PARTS OF THE EXERCISE:
[a] In the forum thread, how much did Clifford Chong pay for the deductible?
[b] Please translate this sentence from the forum thread into Spanish: "When this happened to me I still got my deductible back."

# Am I getting my deductible back?



## Clifford Chong (May 3, 2015)

Got into an accident while Ubering about 3 weeks ago. Got rear-ended. Other party was at fault.

Contacted her's insurance. They were having "limits issue" so they told me to use James River.

I used James River and took it to a body shop of my choice. I paid $1000 deductible. James River paid the supplement prices.

Car was fixed. The other party's insurance had reached a settlement and reimbursed me for only the stuff that wasn't the deductible (lost wages, value loss, etc) and James River for the full price of the repair.

Now after James River receives the reimbursement, will I get my deductible back? I tried calling my James River adjuster but she wouldn't answer the phone so I'm getting worried if this is part of their scheme to try and make money off of my misery.


----------



## TheWanderer (Sep 6, 2016)

Clifford Chong said:


> Got into an accident while Ubering about 3 weeks ago. Got rear-ended. Other party was at fault.
> 
> Contacted her's insurance. They were having "limits issue" so they told me to use James River.
> 
> ...


When this happened to me I still got my deductible back.


----------



## Clifford Chong (May 3, 2015)

TheWanderer said:


> When this happened to me I still got my deductible back.


Wow what a relief. I hope you're right.

Edit: I did get it back. Woohoo.


----------

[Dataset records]
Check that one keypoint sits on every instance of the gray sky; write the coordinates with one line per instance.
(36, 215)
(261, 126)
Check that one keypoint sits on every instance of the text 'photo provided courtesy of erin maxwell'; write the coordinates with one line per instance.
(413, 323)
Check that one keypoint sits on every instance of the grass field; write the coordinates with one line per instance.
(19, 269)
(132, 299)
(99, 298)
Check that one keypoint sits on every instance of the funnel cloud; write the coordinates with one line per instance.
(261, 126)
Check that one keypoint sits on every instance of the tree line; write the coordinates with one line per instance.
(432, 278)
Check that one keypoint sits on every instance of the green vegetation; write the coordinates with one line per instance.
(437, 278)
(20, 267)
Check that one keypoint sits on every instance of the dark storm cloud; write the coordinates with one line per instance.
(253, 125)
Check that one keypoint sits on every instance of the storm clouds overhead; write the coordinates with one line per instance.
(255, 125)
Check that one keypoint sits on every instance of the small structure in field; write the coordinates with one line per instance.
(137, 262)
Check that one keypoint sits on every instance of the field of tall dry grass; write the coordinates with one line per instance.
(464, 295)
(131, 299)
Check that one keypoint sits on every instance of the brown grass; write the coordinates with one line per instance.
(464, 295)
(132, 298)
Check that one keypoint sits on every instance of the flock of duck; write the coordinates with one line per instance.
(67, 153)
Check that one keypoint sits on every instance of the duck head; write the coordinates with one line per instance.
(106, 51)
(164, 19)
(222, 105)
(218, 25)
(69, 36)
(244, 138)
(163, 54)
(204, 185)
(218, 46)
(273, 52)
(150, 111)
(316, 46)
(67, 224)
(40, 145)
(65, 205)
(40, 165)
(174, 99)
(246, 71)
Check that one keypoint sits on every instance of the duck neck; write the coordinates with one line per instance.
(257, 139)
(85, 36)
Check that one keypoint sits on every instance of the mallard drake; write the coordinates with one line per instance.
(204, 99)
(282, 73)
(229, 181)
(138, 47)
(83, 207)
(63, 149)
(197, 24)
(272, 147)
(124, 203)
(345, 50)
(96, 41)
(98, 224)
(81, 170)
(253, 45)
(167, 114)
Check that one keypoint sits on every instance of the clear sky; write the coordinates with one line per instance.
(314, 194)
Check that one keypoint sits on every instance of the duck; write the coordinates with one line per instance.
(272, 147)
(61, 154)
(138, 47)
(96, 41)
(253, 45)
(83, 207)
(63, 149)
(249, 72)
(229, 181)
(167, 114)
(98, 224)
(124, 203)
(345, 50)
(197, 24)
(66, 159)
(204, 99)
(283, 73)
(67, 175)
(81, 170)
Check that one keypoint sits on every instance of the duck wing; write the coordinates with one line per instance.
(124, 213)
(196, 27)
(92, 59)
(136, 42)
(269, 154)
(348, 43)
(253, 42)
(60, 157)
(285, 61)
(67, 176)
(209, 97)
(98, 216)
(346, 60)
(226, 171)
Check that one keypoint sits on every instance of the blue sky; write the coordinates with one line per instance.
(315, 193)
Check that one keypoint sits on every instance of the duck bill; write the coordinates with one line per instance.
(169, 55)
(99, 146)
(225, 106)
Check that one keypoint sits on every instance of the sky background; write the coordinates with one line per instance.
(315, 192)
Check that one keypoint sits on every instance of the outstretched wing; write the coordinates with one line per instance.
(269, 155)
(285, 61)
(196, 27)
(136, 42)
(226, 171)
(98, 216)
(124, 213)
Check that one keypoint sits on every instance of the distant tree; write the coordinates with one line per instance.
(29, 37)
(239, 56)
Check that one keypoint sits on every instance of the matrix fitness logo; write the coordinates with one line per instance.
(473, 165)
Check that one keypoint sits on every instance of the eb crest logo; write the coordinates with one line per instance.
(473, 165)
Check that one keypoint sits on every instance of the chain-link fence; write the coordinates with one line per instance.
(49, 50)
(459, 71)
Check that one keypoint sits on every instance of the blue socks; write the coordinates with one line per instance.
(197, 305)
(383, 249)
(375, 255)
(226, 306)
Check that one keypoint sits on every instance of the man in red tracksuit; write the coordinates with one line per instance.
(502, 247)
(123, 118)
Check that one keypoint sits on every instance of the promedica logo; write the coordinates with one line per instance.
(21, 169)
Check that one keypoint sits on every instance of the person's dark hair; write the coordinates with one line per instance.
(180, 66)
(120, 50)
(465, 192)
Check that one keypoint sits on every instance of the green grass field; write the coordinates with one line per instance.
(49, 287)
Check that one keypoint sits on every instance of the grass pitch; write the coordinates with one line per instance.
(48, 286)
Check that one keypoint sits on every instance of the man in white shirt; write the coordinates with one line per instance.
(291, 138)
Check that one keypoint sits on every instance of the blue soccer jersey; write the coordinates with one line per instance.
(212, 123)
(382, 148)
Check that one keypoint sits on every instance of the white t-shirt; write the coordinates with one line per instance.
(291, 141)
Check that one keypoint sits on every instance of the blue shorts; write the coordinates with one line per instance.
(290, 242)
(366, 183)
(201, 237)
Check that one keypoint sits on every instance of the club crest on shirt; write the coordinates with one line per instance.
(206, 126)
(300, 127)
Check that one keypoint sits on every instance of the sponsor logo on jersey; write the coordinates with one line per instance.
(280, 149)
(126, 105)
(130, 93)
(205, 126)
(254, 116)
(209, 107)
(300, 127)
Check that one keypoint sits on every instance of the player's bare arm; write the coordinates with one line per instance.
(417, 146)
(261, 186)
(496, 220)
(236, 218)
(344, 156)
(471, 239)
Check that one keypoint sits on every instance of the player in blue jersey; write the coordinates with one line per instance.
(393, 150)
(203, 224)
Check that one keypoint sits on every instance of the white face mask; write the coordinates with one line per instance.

THE SOLUTIONS:
[a] $1000.

[b] Cuando me pasó esto, igual me devolvieron el deducible.